- [Set exercise a]: List every line in the entries that contains the string "boot", and treat uppercase and lowercase as different.

- [Selected extract]:

━━━━━━━━

ORRVILLE, Ohio, Dec. 17,
2024 /PRNewswire/ -- The J. M. Smucker Company
(the "Company") (NYSE: SJM) today announced the pricing terms for
its previously announced cash tender offers (each, an "Offer" and
collectively, the "Offers") to purchase up to $300 million aggregate purchase price, not
including accrued and unpaid interest (the "Offer Cap"), of the
Company's validly tendered (and not validly withdrawn) notes set
forth below (the "Notes") using a "waterfall" methodology under
which the Company will accept the Notes in order of their
respective acceptance priority levels noted in the table below (the
"Acceptance Priority Levels"). The Offers are being made pursuant
to an Offer to Purchase, dated December 3,
2024 (the "Offer to Purchase"), which sets forth a
description of the terms of the Offers.
As of 10:00 a.m. New York City time, on December 17, 2024
(the "Price Determination Time"), the Company expects to accept for
purchase pursuant to the Offers the full amount of the 2.750%
Senior Notes due 2041 (which have an Acceptance Priority Level of
1), the full amount of the 3.550% Senior Notes due 2050 (which have
an Acceptance Priority Level of 2) and a portion of the 2.125%
Senior Notes due 2032 (which have an Acceptance Priority Level of
3) validly tendered and not validly withdrawn at or prior to the
Early Tender Time (as defined below) on a prorated basis as
described in the Offer to Purchase, using a proration factor of
approximately 69.9%, so that the aggregate purchase price does not
exceed the Offer Cap. The 4.375% Senior Notes due 2045 (which have
an Acceptance Priority Level of 4) and the 5.900% Senior Notes due
2028 (which have an Acceptance Priority Level of 5) will not be
accepted for purchase.
The "Total Consideration" to be paid for the Notes validly
tendered (and not validly withdrawn) at or prior to 5:00 p.m., New York
City time, on December 16,
2024 (the "Early Tender Time") and accepted for purchase
pursuant to the Offers, includes an early tender premium of
$30 per $1,000 principal amount of Notes so tendered and
accepted for purchase (the "Early Tender Premium"), which will not
constitute an additional or increased payment. In addition to the
applicable Total Consideration, holders who validly tender and do
not validly withdraw their Notes, and whose Notes are accepted for
purchase in the Offers will also be paid any applicable accrued and
unpaid interest up to, but excluding, December 19, 2024 (the
"Early Settlement Date"). The Total Consideration has been
determined in the manner described in the Offer to Purchase by
reference to a fixed spread for each of the Notes over the
applicable yield to maturity of the applicable U.S. Treasury
Security (the "Reference Treasury Security"), determined at the
Price Determination Time as specified in the table below and on the
cover page of the Offer to Purchase in the column entitled
"Reference U.S. Treasury Security."

━━━━━━━━

- [Record list]:
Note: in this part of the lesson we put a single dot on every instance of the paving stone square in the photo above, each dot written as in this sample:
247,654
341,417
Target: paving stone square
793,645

━━━━━━━━

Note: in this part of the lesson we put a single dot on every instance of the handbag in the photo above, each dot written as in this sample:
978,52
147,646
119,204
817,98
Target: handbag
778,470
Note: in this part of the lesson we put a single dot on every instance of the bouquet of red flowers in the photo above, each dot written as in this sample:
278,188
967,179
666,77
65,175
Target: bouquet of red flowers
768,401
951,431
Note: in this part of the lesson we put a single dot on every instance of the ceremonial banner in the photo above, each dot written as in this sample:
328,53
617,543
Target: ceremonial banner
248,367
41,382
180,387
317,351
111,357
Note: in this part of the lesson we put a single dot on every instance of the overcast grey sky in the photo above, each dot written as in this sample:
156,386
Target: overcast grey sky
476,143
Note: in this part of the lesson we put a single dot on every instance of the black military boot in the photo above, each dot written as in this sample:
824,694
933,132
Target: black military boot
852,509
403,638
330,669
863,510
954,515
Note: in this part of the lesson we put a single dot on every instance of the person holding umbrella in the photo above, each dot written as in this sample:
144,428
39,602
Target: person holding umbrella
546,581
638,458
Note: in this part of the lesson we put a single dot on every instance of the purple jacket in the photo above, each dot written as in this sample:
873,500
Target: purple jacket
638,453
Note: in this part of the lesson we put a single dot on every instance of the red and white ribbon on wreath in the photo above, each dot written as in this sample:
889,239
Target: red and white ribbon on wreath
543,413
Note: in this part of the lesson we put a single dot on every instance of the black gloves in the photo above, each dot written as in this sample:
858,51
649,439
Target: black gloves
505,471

━━━━━━━━

- [Set exercise b]: List every series of Senior Notes that the tender offer announcement names, each with its interest rate and maturity year.

- [Correct result a]:
Note: in this part of the lesson we put a single dot on every instance of the black military boot in the photo above, each dot written as in this sample:
Target: black military boot

- [Correct result b]:
- 2.750% Senior Notes due 2041
- 3.550% Senior Notes due 2050
- 2.125% Senior Notes due 2032
- 4.375% Senior Notes due 2045
- 5.900% Senior Notes due 2028